ABOUT THIS TASK
The entries below must be retyped exactly. Pictures are to be omitted.

RECORD SET
=== Section Start ===

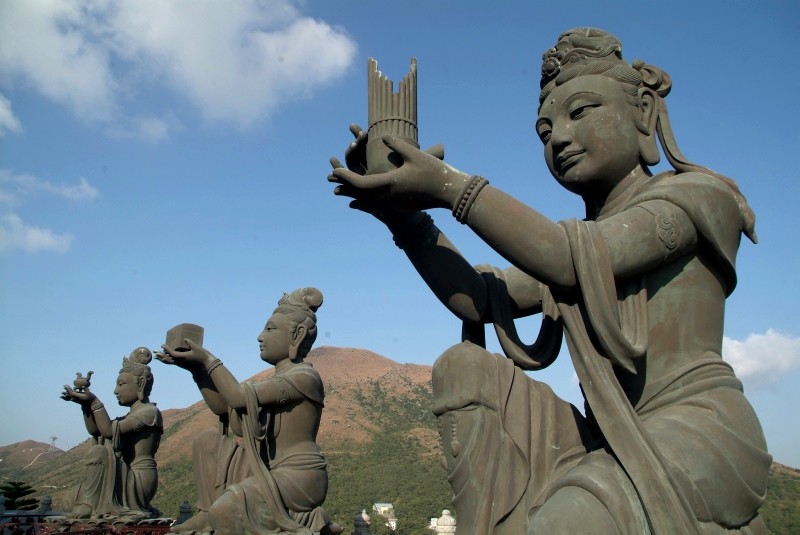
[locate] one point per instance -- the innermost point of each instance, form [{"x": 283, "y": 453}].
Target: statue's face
[
  {"x": 127, "y": 390},
  {"x": 275, "y": 339},
  {"x": 590, "y": 139}
]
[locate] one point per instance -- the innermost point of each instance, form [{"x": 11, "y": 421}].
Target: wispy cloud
[
  {"x": 8, "y": 121},
  {"x": 763, "y": 358},
  {"x": 235, "y": 62},
  {"x": 16, "y": 234},
  {"x": 15, "y": 186}
]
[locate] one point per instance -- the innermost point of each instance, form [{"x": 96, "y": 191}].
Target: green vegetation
[
  {"x": 15, "y": 493},
  {"x": 782, "y": 509},
  {"x": 175, "y": 485},
  {"x": 394, "y": 467},
  {"x": 400, "y": 464}
]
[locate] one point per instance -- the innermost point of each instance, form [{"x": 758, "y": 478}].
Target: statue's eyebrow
[{"x": 582, "y": 93}]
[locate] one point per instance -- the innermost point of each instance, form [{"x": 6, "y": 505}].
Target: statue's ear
[
  {"x": 299, "y": 334},
  {"x": 649, "y": 104},
  {"x": 141, "y": 382}
]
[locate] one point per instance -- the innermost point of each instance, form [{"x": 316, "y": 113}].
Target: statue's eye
[
  {"x": 581, "y": 111},
  {"x": 543, "y": 130}
]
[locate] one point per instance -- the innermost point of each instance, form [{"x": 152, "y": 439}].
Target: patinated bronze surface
[
  {"x": 121, "y": 473},
  {"x": 262, "y": 472},
  {"x": 637, "y": 287}
]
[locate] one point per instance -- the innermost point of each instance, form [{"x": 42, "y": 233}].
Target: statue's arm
[
  {"x": 459, "y": 286},
  {"x": 230, "y": 391},
  {"x": 100, "y": 419},
  {"x": 88, "y": 420},
  {"x": 638, "y": 239},
  {"x": 523, "y": 236},
  {"x": 214, "y": 400},
  {"x": 277, "y": 391},
  {"x": 649, "y": 234}
]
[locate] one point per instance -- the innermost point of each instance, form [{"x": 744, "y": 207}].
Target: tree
[{"x": 15, "y": 492}]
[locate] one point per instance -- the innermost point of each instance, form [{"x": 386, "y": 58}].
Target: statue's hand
[
  {"x": 189, "y": 359},
  {"x": 422, "y": 181},
  {"x": 82, "y": 398},
  {"x": 355, "y": 155}
]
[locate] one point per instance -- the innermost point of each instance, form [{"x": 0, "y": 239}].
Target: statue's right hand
[
  {"x": 188, "y": 360},
  {"x": 355, "y": 155},
  {"x": 77, "y": 397}
]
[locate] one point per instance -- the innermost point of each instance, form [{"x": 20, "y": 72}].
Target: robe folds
[{"x": 684, "y": 453}]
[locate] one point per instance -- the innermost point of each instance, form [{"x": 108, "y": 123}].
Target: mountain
[{"x": 378, "y": 436}]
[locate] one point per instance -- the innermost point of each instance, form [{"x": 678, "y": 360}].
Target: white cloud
[
  {"x": 14, "y": 186},
  {"x": 8, "y": 121},
  {"x": 235, "y": 61},
  {"x": 16, "y": 234},
  {"x": 763, "y": 358}
]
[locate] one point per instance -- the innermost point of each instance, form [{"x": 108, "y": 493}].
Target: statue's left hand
[
  {"x": 423, "y": 181},
  {"x": 189, "y": 359}
]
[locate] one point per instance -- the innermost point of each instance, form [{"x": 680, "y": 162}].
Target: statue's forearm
[
  {"x": 523, "y": 236},
  {"x": 226, "y": 386},
  {"x": 448, "y": 274}
]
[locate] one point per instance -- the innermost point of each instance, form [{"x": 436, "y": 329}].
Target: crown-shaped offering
[
  {"x": 179, "y": 333},
  {"x": 389, "y": 113}
]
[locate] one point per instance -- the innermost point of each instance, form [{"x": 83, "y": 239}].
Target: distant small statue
[
  {"x": 361, "y": 523},
  {"x": 81, "y": 383},
  {"x": 637, "y": 287},
  {"x": 274, "y": 480},
  {"x": 121, "y": 473},
  {"x": 445, "y": 523}
]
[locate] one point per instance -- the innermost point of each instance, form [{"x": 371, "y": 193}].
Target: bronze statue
[
  {"x": 121, "y": 476},
  {"x": 668, "y": 443},
  {"x": 263, "y": 473}
]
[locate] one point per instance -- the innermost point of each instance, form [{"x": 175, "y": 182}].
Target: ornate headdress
[
  {"x": 579, "y": 46},
  {"x": 137, "y": 363},
  {"x": 306, "y": 300},
  {"x": 587, "y": 51}
]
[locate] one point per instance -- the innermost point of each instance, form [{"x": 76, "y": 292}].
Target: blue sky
[{"x": 165, "y": 162}]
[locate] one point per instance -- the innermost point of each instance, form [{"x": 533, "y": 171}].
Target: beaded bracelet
[
  {"x": 467, "y": 197},
  {"x": 216, "y": 363},
  {"x": 199, "y": 374}
]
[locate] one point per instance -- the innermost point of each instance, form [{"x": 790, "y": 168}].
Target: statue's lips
[{"x": 568, "y": 159}]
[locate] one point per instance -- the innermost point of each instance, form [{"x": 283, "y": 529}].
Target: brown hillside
[
  {"x": 344, "y": 372},
  {"x": 24, "y": 454}
]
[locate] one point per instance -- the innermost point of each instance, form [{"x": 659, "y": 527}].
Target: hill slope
[{"x": 378, "y": 436}]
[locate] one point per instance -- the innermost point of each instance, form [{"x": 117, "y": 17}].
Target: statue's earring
[
  {"x": 297, "y": 338},
  {"x": 649, "y": 104}
]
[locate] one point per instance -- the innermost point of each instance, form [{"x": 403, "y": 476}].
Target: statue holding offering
[
  {"x": 121, "y": 476},
  {"x": 263, "y": 472},
  {"x": 668, "y": 443}
]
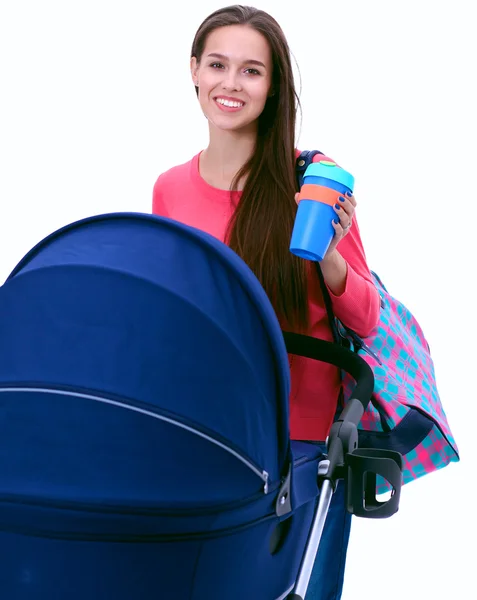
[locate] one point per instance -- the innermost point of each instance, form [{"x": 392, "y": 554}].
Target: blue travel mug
[{"x": 323, "y": 183}]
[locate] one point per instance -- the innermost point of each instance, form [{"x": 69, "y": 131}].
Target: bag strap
[{"x": 302, "y": 162}]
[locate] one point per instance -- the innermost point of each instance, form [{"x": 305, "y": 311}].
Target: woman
[{"x": 242, "y": 189}]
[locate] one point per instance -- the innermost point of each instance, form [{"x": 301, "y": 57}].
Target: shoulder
[
  {"x": 167, "y": 184},
  {"x": 175, "y": 174},
  {"x": 318, "y": 157}
]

=== Section End ===

REPLY TO THE TASK
[locate] one point per instance -- the innermost point of each instance, form [{"x": 283, "y": 453}].
Target: statue's face
[
  {"x": 127, "y": 390},
  {"x": 275, "y": 339},
  {"x": 590, "y": 139}
]
[locate] one point per instance -- the innermost point of each instance, form [{"x": 11, "y": 421}].
Target: wispy cloud
[
  {"x": 8, "y": 121},
  {"x": 763, "y": 358},
  {"x": 235, "y": 62},
  {"x": 16, "y": 234},
  {"x": 15, "y": 186}
]
[locate] one point per instance -- the innermost point of each instance, form [{"x": 96, "y": 191}].
Target: green vegetation
[
  {"x": 15, "y": 493},
  {"x": 782, "y": 509},
  {"x": 175, "y": 485},
  {"x": 394, "y": 467},
  {"x": 400, "y": 464}
]
[locate] one point per instance -- the innermost point of each instance, form [{"x": 758, "y": 478}].
Target: statue's eyebrow
[{"x": 582, "y": 93}]
[locate] one point per instance -- the innermost point of each instance, form [{"x": 6, "y": 505}].
Target: statue's ear
[
  {"x": 299, "y": 334},
  {"x": 649, "y": 104},
  {"x": 141, "y": 382}
]
[locate] one point per instance -- the innermost point of each instance, form [{"x": 316, "y": 113}].
Target: statue's eye
[
  {"x": 581, "y": 111},
  {"x": 543, "y": 130}
]
[locate] one point per instance -- the innermost point of each instance, form [{"x": 152, "y": 439}].
Target: patinated bronze surface
[
  {"x": 121, "y": 473},
  {"x": 262, "y": 472},
  {"x": 637, "y": 287}
]
[locate] one point per instance -- the innermost point of each instance, form [{"x": 42, "y": 233}].
Target: statue's arm
[
  {"x": 459, "y": 286},
  {"x": 230, "y": 391},
  {"x": 100, "y": 419},
  {"x": 88, "y": 420},
  {"x": 638, "y": 239},
  {"x": 523, "y": 236},
  {"x": 214, "y": 400},
  {"x": 277, "y": 391},
  {"x": 649, "y": 234}
]
[locate] one point per instance -- the innermost point of each instance, form [{"x": 744, "y": 207}].
Target: tree
[{"x": 15, "y": 492}]
[locate] one point per instance -- the innermost point of each instance, form [{"x": 386, "y": 58}].
Target: statue's hand
[
  {"x": 189, "y": 359},
  {"x": 422, "y": 181},
  {"x": 82, "y": 398},
  {"x": 355, "y": 155}
]
[locate] one point per instance -- the innermost point of each instance, form [{"x": 0, "y": 239}].
Target: statue's right hand
[
  {"x": 188, "y": 360},
  {"x": 355, "y": 155},
  {"x": 77, "y": 397}
]
[locate] one point per instance -- the innermost point of each instance, form [{"x": 20, "y": 72}].
Target: robe folds
[{"x": 684, "y": 453}]
[locate] one point per instance -- the innermost point of each instance, form [{"x": 108, "y": 123}].
Target: mountain
[{"x": 378, "y": 436}]
[locate] one point per instance -- the innermost point of each instance, form [{"x": 678, "y": 360}].
Target: white cloud
[
  {"x": 14, "y": 186},
  {"x": 8, "y": 121},
  {"x": 235, "y": 61},
  {"x": 16, "y": 234},
  {"x": 763, "y": 358}
]
[locate] one point per instance -- the innermost point of each instance, form [{"x": 108, "y": 493}].
Target: statue's left hand
[
  {"x": 423, "y": 181},
  {"x": 189, "y": 359}
]
[locate] one point per instance -- the innermost point of each instance, form [{"x": 680, "y": 162}].
Target: statue's forearm
[
  {"x": 523, "y": 236},
  {"x": 226, "y": 386},
  {"x": 448, "y": 274}
]
[locate] one point per instance -- the innermost point of each instance, form [{"x": 436, "y": 329}].
Target: crown-shaped offering
[
  {"x": 179, "y": 333},
  {"x": 389, "y": 113}
]
[locate] one point per instance -- the innermost point of each instance, form [{"x": 83, "y": 239}].
Target: distant small statue
[
  {"x": 361, "y": 523},
  {"x": 81, "y": 383},
  {"x": 637, "y": 287},
  {"x": 274, "y": 480},
  {"x": 121, "y": 473},
  {"x": 445, "y": 523}
]
[locate] one point per instance -- the innermost point of each instance, form [{"x": 371, "y": 193}].
Target: bronze statue
[
  {"x": 121, "y": 476},
  {"x": 668, "y": 443},
  {"x": 263, "y": 473}
]
[locate] one point per instance -- the innermost point of each instance, form [{"x": 175, "y": 182}].
Target: ornate headdress
[
  {"x": 579, "y": 46},
  {"x": 137, "y": 363},
  {"x": 306, "y": 300},
  {"x": 587, "y": 51}
]
[locate] one point per instance -- the innermost point of each instance, form [{"x": 76, "y": 292}].
Target: blue sky
[{"x": 165, "y": 162}]
[locate] one point per instance -- the innermost point of each instance, form [{"x": 533, "y": 171}].
Target: beaded bracelet
[
  {"x": 467, "y": 197},
  {"x": 216, "y": 363},
  {"x": 199, "y": 374}
]
[locate] one point per instance -- the innermost point of each instance, form [{"x": 790, "y": 168}].
Target: statue's lips
[{"x": 568, "y": 159}]
[locate] one point per instance -- the innermost point of each instance, form [{"x": 283, "y": 529}].
Target: brown hillside
[
  {"x": 344, "y": 372},
  {"x": 24, "y": 454}
]
[locate] one point per instance -- the innermost point of each instance, form [{"x": 659, "y": 527}].
Target: hill slope
[{"x": 378, "y": 436}]
[locate] one point per instance -- the innermost point of each instance, form [{"x": 117, "y": 17}].
Target: statue's earring
[
  {"x": 297, "y": 338},
  {"x": 649, "y": 104}
]
[locate] one point per instance -- the innermost point of each instance, form [{"x": 403, "y": 476}].
Target: statue holding offering
[
  {"x": 121, "y": 476},
  {"x": 263, "y": 472},
  {"x": 668, "y": 443}
]
[locate] one point per instance -- the innermost point of each instance, form [{"x": 392, "y": 554}].
Target: blue travel mug
[{"x": 323, "y": 183}]
[locate] one point per instance -- the innermost point of each instance, form [{"x": 69, "y": 131}].
Target: bag strap
[{"x": 302, "y": 162}]
[locate] one point per instance -- the innermost point of each instance, form [{"x": 305, "y": 311}].
Target: woman
[{"x": 242, "y": 189}]
[locate] one point per instance -- the innermost point of each instance, form [{"x": 301, "y": 57}].
Target: shoulder
[
  {"x": 167, "y": 184},
  {"x": 175, "y": 174},
  {"x": 318, "y": 157}
]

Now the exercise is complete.